→ ACTIVITY
The reply must consist of the lines from the first line of the records through the line containing "rough mask: <svg", copied exactly, with every picture omitted.

→ DATA SHOWN

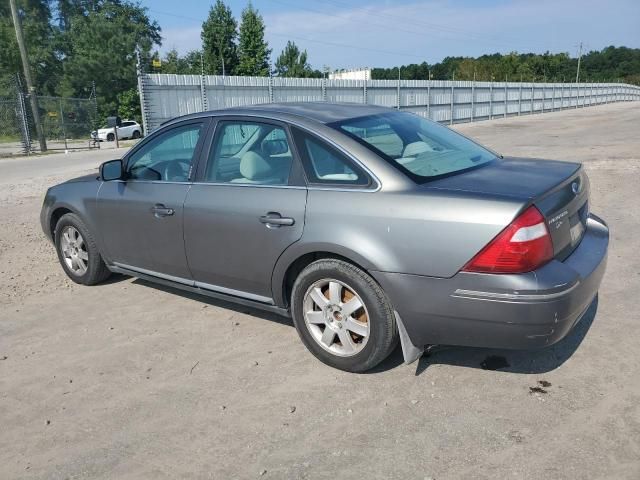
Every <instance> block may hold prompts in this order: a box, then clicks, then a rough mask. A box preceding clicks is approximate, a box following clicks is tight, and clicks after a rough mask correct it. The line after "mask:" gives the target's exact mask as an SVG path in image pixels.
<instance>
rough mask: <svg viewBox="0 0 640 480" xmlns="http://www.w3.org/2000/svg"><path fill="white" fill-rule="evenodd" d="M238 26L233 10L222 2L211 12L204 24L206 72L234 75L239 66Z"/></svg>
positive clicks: (221, 1) (203, 42) (203, 40)
mask: <svg viewBox="0 0 640 480" xmlns="http://www.w3.org/2000/svg"><path fill="white" fill-rule="evenodd" d="M237 28H238V25H237V23H236V20H235V19H234V18H233V14H232V13H231V9H230V8H229V7H228V6H227V5H225V3H224V2H223V1H222V0H216V4H215V5H214V6H213V7H211V9H210V10H209V16H208V17H207V19H206V20H205V21H204V23H203V24H202V33H201V34H200V36H201V38H202V48H203V51H204V62H205V71H206V72H207V73H212V74H215V75H220V74H222V75H233V74H234V73H235V72H236V69H237V66H238V49H237V46H236V38H237V37H238V32H237Z"/></svg>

→ FINISHED TASK
Every <instance> block may hold prompts in this order: a box, then clicks, then a rough mask. A box preceding clicks is approximate, a box following clicks is tight, and clicks after a rough mask correct it. The line after "mask:" gives the target's exact mask as an SVG path in image pixels.
<instance>
rough mask: <svg viewBox="0 0 640 480" xmlns="http://www.w3.org/2000/svg"><path fill="white" fill-rule="evenodd" d="M238 26L233 10L222 2L211 12L204 24L206 72L234 75L239 66Z"/></svg>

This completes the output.